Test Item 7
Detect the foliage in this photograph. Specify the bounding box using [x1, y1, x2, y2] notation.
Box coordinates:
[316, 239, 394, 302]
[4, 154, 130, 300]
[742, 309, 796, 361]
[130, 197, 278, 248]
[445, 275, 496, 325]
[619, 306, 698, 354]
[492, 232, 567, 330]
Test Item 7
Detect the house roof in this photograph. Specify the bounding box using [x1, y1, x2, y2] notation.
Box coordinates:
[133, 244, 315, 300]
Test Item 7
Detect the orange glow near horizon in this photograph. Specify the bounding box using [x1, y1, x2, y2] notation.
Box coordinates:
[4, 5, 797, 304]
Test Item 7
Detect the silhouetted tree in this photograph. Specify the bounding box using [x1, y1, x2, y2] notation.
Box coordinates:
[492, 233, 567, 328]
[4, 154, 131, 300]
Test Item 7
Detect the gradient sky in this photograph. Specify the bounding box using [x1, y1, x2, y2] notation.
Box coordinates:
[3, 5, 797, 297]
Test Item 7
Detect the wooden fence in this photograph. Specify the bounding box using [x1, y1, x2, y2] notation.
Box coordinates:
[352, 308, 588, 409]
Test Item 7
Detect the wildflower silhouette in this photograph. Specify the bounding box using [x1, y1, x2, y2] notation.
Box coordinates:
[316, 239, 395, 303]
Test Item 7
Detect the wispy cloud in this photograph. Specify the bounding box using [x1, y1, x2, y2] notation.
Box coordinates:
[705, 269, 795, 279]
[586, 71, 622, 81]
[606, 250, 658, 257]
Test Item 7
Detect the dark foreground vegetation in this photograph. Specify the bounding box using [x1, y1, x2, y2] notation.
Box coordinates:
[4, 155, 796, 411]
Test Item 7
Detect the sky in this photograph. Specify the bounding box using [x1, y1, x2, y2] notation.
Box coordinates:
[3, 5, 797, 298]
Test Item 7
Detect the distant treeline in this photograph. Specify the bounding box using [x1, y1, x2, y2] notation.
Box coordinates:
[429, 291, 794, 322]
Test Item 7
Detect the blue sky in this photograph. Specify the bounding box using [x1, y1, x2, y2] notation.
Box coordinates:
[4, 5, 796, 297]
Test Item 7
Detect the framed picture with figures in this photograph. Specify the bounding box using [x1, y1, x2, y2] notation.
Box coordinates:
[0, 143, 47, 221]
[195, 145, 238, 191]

# [EXERCISE DETAILS]
Please return every line above that contains the word "silhouetted", treating uppercase and lowercase as different.

# [THE SOLUTION]
Detect the silhouetted tree in this photograph. Specify the bounding box using [x1, y1, x2, y2] notation.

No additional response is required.